_GOAL 1_. Report every line of the entries below that contains the word "front", copying each such line in full.

_ _ _ _ _ _ _

On the other hand, "s" and "t" are not really close to each other on Bob's keyboard, and you know that the "t" on his keyboard sometimes sticks because of an old piece of gum. Since he writes "exist" so often, you have a good idea of how often he mistypes it as "exitt" . You count the number of times in the past that he intended to type "exist" but mistyped it as "exitt" and you find that it's about 10% of the time. That is to say, on average, if Bob tries to type the word "exist" on 100 separate occasions, he will mistype it as "exitt" on ten of these occasions. So you estimate that given that he intended to type "exist", the probability that he types "exitt" is 10%: 

$P(\text{Bob types "exitt"|Bob intends "exist"}) = 1/10$

On the third hand :), suppose that Bob intended to type "exit". Given this, how likely is it that he would have typed "exitt" by mistake? You think of the piece of gum underneath Bob's "t" key and you estimate about 20%:

$P(\text{Bob types "exitt"|Bob intends "exit"}) = 1/5$

Of course, you don't actually know whether Bob intended to write "exist" or "exit". That's what you want to know, since you need to correct his spelling. Based on your assumptions so far, given that Bob wrote "exitt", what is the probability that he meant to write "exist"? (This is called the _posterior probability_.)

$P(\text{Bob intends "exist"|Bob types "exitt"}) = x$

**Hint**: You can solve this problem either via balanced trees or via Bayes' rule. If you use trees, note that the two words correspond to the two coins, but that Bob doesn't pick among them with equal probability. So you'll want to balance already the first level of the tree and not just the second. If you use Bayes' theorem, you'll want to calculate $P(\text{Bob types "exitt"})$ (this is called the _prior probability_) via marginalization as in the previous questions. 

In [None]:
solution_q1_3 = ...

_ _ _ _ _ _ _

_GOAL 2_. In the passage above about Bob's typing, why does the "t" key on his keyboard sometimes stick?

_DATA FOR THIS TASK_.
_ _ _ _ _ _ _

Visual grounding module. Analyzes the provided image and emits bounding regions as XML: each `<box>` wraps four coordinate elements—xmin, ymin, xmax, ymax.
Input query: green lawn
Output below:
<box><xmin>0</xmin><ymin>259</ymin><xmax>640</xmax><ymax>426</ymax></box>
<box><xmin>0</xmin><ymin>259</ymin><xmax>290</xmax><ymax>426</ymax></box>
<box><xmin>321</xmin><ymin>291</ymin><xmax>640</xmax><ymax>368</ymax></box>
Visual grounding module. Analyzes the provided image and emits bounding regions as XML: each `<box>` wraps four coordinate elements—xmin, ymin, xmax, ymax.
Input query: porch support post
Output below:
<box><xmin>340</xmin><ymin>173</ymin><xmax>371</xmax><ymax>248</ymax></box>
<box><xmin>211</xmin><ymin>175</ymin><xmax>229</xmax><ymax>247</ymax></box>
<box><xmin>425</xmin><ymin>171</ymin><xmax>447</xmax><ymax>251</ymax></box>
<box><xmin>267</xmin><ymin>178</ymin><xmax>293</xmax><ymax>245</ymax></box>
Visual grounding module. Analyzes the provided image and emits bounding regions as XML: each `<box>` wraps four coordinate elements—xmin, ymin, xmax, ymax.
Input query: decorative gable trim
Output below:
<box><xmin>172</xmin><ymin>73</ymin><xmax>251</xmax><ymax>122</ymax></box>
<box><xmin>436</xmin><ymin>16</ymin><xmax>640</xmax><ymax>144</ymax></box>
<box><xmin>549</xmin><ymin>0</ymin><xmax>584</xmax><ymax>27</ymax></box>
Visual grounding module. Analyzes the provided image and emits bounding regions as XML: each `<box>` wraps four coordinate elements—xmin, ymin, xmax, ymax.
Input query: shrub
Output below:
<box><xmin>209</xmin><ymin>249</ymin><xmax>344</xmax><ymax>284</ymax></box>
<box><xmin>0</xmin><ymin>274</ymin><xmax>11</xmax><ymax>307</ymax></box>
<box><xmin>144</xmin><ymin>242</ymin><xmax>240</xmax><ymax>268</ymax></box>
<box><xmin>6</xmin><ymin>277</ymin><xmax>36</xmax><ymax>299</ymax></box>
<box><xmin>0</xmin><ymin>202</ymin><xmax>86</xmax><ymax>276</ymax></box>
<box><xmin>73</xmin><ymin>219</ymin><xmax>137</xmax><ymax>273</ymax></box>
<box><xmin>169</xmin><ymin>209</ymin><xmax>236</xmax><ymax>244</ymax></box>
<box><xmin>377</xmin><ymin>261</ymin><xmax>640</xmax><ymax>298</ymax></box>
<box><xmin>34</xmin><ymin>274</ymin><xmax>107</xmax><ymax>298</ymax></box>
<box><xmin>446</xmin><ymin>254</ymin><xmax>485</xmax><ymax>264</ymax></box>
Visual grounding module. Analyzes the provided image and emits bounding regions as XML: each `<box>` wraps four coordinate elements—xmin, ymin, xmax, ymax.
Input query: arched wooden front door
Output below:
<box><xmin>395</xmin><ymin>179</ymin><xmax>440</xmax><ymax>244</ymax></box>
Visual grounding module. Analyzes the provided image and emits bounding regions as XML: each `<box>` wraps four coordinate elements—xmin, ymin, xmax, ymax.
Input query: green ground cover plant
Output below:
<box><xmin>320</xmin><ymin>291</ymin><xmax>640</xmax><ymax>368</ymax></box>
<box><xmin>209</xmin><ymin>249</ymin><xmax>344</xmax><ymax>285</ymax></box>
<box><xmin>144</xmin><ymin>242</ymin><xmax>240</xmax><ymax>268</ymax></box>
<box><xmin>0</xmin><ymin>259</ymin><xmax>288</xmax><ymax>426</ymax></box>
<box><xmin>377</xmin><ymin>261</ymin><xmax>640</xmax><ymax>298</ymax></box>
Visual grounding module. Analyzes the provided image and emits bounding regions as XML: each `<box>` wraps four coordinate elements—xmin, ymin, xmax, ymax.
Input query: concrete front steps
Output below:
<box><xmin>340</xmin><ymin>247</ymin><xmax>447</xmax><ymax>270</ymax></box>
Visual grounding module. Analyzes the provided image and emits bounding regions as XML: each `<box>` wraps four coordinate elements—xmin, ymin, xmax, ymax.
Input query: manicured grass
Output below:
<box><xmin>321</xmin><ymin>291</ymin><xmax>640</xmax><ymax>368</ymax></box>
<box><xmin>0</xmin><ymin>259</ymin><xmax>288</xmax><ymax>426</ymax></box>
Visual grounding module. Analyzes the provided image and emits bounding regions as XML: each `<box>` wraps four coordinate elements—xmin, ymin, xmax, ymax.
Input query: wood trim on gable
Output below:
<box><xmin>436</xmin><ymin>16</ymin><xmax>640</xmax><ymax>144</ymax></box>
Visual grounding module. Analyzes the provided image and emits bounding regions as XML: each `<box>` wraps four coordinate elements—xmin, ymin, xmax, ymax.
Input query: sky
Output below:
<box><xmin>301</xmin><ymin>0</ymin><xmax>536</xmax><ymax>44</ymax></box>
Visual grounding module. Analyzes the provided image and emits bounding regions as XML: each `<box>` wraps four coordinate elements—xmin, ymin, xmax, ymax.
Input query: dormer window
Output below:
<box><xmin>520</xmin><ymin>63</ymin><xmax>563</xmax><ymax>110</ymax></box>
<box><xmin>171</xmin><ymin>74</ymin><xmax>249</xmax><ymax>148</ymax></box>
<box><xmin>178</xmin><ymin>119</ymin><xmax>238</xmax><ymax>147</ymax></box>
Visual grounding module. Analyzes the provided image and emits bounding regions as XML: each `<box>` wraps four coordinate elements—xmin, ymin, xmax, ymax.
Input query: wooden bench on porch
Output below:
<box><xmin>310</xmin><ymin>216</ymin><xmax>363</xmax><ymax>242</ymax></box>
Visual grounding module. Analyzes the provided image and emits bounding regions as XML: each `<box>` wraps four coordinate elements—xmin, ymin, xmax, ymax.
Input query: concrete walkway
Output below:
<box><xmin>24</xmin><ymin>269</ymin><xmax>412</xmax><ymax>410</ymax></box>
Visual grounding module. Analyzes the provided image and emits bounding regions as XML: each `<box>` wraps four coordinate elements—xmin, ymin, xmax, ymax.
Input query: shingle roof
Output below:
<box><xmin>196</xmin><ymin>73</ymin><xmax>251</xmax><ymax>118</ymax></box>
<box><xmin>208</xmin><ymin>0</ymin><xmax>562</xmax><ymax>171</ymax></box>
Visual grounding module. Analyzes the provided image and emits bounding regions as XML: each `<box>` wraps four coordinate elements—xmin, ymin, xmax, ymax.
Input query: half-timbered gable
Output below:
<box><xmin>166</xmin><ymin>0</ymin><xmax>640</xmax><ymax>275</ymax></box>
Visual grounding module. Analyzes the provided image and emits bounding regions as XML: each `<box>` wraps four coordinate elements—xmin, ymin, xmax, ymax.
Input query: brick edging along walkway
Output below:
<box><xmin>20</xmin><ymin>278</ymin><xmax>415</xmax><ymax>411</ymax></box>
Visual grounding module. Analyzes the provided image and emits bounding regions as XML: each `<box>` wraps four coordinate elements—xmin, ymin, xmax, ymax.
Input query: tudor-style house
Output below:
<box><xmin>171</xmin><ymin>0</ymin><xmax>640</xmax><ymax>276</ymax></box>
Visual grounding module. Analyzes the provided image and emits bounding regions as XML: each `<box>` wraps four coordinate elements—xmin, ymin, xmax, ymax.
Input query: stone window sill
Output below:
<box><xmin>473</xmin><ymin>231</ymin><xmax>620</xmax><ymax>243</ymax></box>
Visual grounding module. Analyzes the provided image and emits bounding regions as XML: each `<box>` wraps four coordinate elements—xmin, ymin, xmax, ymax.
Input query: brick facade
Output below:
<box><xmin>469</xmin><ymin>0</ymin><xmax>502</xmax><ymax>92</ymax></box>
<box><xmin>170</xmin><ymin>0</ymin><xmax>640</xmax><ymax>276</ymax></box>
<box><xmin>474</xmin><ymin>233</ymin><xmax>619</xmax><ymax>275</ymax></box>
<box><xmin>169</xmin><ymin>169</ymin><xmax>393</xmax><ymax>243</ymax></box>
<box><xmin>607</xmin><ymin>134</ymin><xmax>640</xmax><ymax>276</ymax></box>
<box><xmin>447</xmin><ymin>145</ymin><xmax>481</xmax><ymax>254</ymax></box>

_ _ _ _ _ _ _

_CORRECT RESULT 1_.
Input query: arched wooden front door
Input query: concrete front steps

_CORRECT RESULT 2_. It sticks because of an old piece of gum.